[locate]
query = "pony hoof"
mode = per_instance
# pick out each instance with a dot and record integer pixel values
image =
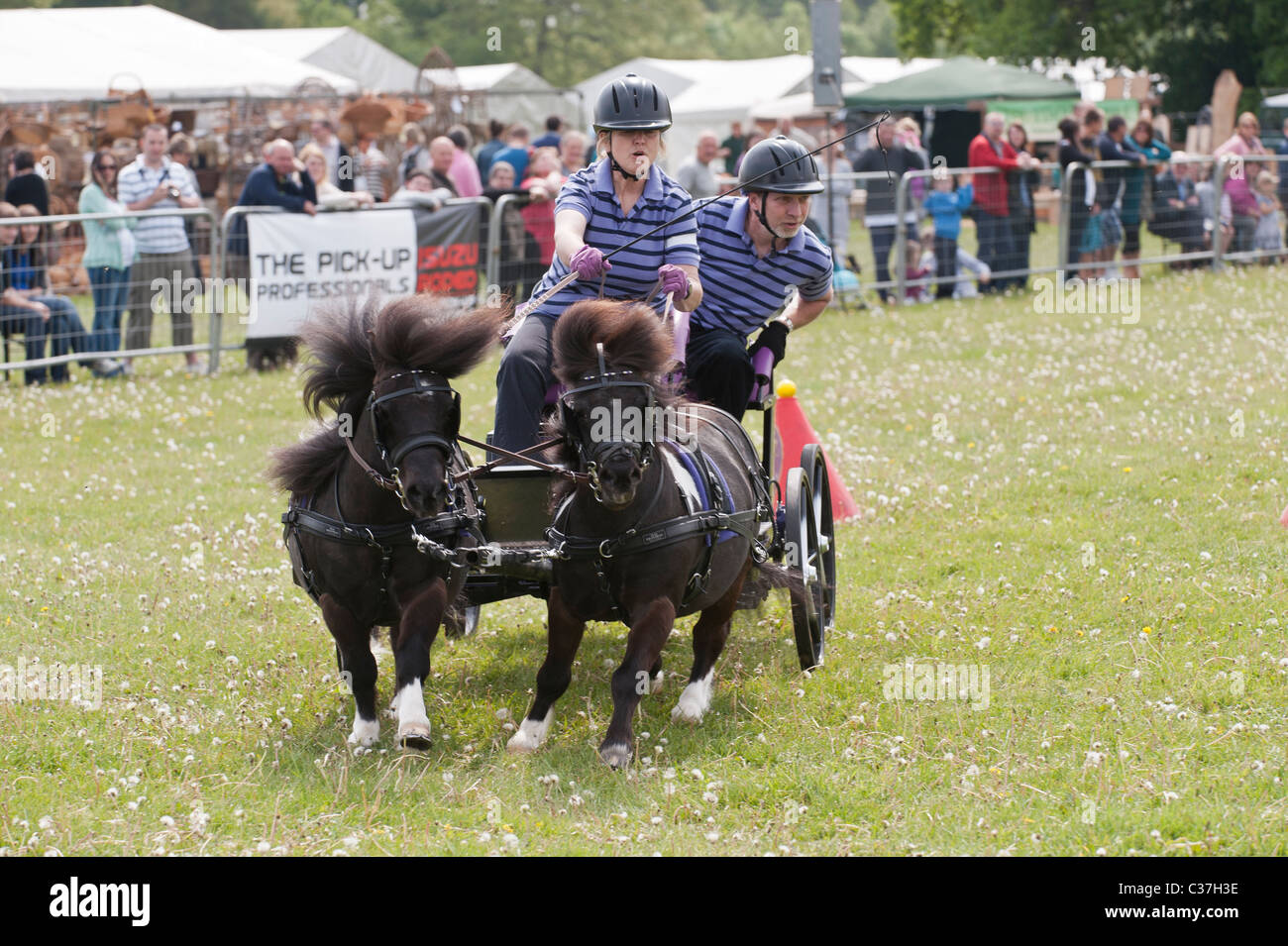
(365, 732)
(616, 755)
(413, 736)
(531, 735)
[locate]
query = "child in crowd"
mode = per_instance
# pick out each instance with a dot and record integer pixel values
(945, 205)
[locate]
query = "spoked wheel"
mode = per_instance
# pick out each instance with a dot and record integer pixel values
(462, 622)
(803, 559)
(814, 463)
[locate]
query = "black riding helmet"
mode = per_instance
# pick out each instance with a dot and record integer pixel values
(784, 166)
(631, 103)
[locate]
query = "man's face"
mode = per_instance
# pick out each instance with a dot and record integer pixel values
(154, 146)
(786, 213)
(441, 156)
(282, 161)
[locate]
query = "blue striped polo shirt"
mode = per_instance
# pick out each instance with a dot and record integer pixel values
(739, 288)
(634, 273)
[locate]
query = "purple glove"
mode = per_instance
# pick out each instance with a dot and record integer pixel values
(589, 263)
(674, 279)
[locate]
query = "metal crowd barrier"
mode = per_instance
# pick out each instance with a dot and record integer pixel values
(73, 326)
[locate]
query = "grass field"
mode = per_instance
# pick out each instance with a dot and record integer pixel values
(1082, 508)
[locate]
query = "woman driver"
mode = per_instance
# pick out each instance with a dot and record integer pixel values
(617, 198)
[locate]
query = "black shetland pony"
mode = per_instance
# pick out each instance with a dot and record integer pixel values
(629, 543)
(372, 491)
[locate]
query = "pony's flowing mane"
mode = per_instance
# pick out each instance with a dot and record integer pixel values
(349, 344)
(634, 340)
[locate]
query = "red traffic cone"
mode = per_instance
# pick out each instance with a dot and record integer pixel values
(791, 433)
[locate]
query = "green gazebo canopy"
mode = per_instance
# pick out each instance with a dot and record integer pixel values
(960, 80)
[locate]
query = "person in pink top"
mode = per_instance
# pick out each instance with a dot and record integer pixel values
(464, 172)
(1243, 202)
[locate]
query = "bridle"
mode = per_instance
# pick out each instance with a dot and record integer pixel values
(589, 454)
(425, 382)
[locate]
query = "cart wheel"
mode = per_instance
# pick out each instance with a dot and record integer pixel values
(803, 558)
(814, 463)
(462, 622)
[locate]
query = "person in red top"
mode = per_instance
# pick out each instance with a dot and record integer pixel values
(990, 149)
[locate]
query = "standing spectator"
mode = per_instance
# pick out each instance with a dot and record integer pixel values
(1176, 207)
(733, 147)
(554, 124)
(1020, 187)
(26, 277)
(1282, 170)
(542, 185)
(1109, 146)
(327, 193)
(338, 159)
(572, 152)
(180, 154)
(415, 154)
(1081, 187)
(515, 151)
(990, 150)
(442, 154)
(25, 185)
(835, 218)
(1267, 236)
(17, 312)
(463, 170)
(1142, 142)
(695, 171)
(163, 253)
(108, 252)
(947, 206)
(880, 211)
(494, 129)
(1243, 201)
(374, 166)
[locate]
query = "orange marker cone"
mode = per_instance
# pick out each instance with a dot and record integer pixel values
(791, 433)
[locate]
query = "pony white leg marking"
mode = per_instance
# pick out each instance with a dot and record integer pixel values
(695, 700)
(410, 708)
(532, 734)
(365, 731)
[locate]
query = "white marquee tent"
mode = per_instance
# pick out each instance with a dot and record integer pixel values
(69, 54)
(339, 50)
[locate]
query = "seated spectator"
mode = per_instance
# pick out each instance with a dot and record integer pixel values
(515, 151)
(420, 189)
(542, 185)
(1267, 235)
(554, 124)
(572, 152)
(26, 286)
(488, 151)
(442, 154)
(25, 185)
(327, 193)
(947, 205)
(1243, 202)
(463, 170)
(695, 172)
(1177, 214)
(108, 252)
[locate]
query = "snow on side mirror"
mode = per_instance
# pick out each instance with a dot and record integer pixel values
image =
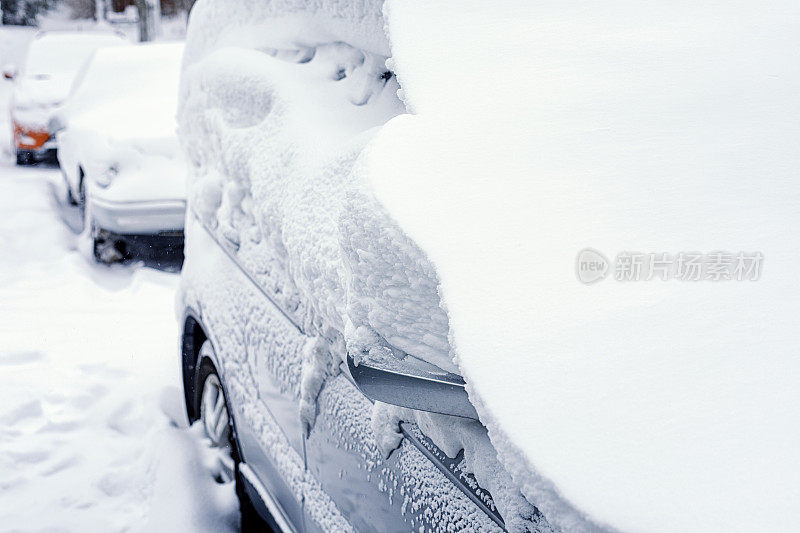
(56, 124)
(10, 71)
(411, 385)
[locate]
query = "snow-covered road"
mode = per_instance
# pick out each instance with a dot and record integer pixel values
(92, 429)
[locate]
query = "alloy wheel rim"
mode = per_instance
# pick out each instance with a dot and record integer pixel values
(216, 424)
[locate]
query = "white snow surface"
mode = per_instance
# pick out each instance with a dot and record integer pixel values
(52, 62)
(530, 132)
(540, 129)
(91, 405)
(121, 114)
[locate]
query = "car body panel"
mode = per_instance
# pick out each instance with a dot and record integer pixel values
(337, 478)
(138, 218)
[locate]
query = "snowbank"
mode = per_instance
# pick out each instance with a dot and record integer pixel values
(541, 130)
(535, 132)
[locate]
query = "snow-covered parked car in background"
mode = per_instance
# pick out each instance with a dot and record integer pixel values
(119, 151)
(383, 329)
(53, 61)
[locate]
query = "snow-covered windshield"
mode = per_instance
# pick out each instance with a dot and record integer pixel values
(64, 53)
(132, 91)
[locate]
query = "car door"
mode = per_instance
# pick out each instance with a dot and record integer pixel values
(257, 347)
(409, 490)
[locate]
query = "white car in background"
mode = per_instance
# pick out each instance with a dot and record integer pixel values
(383, 327)
(119, 151)
(53, 61)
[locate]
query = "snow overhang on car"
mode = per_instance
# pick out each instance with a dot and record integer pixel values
(408, 381)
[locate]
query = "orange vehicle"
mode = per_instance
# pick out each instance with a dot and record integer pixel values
(53, 61)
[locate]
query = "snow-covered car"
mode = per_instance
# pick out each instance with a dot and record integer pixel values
(119, 153)
(52, 62)
(387, 324)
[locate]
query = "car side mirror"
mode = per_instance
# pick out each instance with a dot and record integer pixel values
(412, 383)
(10, 71)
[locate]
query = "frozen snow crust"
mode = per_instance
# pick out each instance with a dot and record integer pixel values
(529, 133)
(274, 118)
(541, 129)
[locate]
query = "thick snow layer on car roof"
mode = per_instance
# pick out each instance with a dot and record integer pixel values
(283, 24)
(542, 129)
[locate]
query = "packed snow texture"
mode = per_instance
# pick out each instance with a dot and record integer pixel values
(91, 406)
(541, 129)
(273, 124)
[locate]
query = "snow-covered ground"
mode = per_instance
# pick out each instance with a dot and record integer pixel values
(92, 428)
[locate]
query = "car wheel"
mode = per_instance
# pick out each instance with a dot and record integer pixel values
(24, 158)
(214, 415)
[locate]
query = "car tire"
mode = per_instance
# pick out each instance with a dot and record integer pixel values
(24, 158)
(207, 377)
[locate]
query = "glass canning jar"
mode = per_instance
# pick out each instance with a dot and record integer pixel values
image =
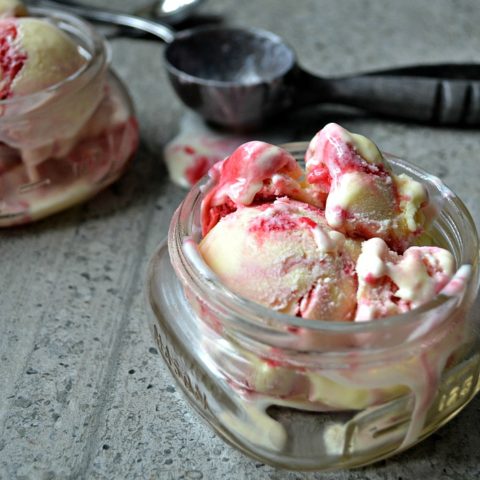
(61, 145)
(314, 395)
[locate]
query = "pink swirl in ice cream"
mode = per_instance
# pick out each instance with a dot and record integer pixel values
(262, 221)
(300, 265)
(255, 172)
(12, 8)
(34, 55)
(362, 196)
(66, 126)
(391, 284)
(333, 244)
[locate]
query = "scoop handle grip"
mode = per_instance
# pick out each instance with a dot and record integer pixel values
(442, 94)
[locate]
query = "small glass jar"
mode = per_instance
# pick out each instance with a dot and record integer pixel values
(316, 395)
(61, 145)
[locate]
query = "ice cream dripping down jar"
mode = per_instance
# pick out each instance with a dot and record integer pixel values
(67, 124)
(308, 394)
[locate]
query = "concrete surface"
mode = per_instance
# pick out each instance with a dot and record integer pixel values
(83, 391)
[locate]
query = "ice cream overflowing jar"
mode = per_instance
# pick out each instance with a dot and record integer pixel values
(317, 395)
(62, 144)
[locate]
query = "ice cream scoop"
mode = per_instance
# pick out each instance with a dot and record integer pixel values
(240, 77)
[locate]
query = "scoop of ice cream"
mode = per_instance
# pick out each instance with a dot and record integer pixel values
(256, 171)
(362, 196)
(283, 255)
(12, 8)
(390, 284)
(34, 55)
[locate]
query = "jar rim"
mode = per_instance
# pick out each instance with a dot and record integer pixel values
(244, 310)
(99, 56)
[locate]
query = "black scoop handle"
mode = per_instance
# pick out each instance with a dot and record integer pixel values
(445, 94)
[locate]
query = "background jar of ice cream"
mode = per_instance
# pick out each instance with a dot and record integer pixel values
(63, 143)
(306, 394)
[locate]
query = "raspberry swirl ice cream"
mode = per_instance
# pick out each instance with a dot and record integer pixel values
(336, 243)
(66, 127)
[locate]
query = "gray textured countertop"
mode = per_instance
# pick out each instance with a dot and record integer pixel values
(83, 391)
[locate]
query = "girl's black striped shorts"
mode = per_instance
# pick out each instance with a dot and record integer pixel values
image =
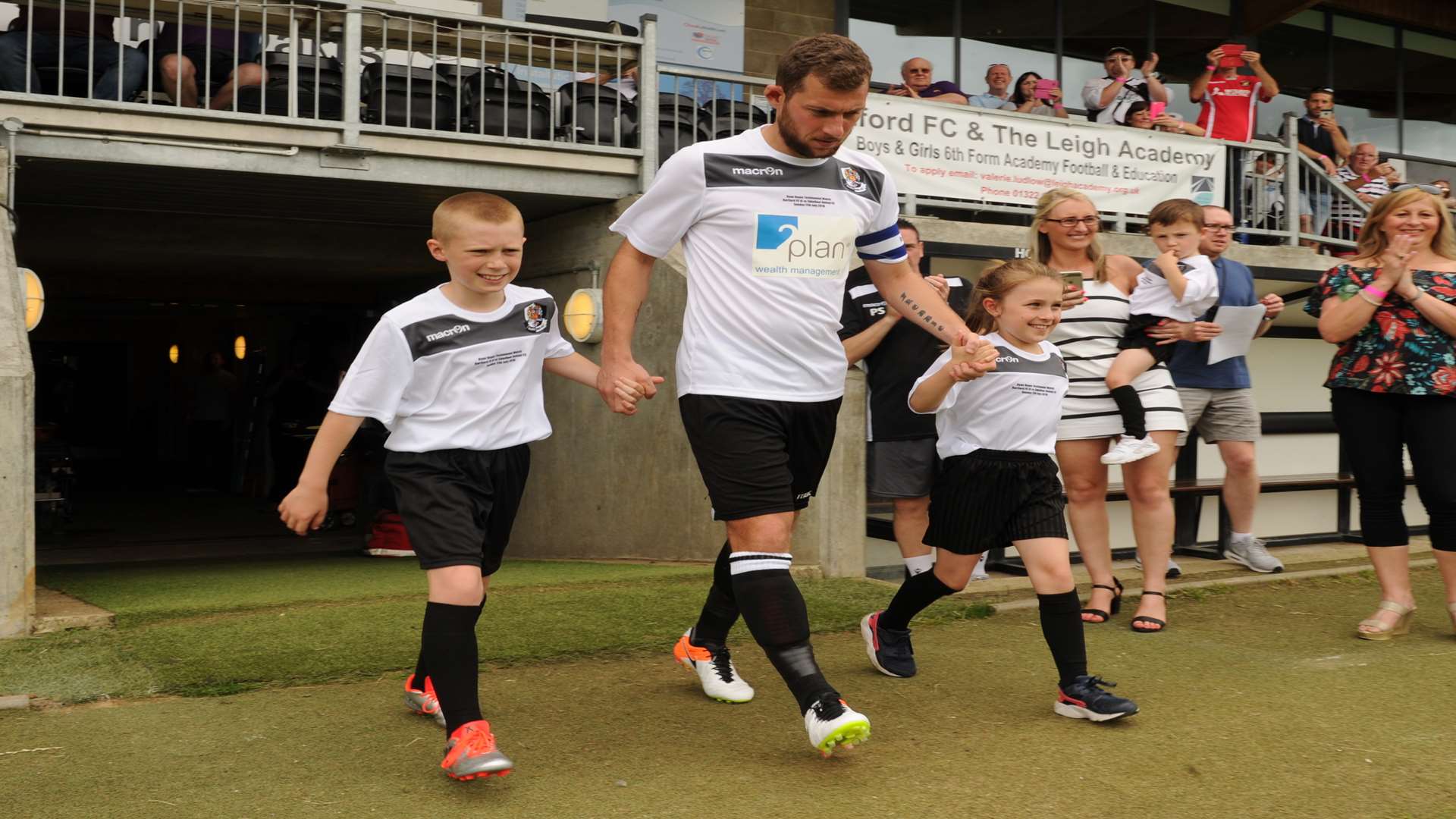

★ ★ ★ ★ ★

### STATED PROBLEM
Pick out each line of the data above that contains the string "orange". Uppercase and lowercase count as different.

### RESPONSE TO THIS TASK
query = "orange marker cone"
query = "orange vehicle"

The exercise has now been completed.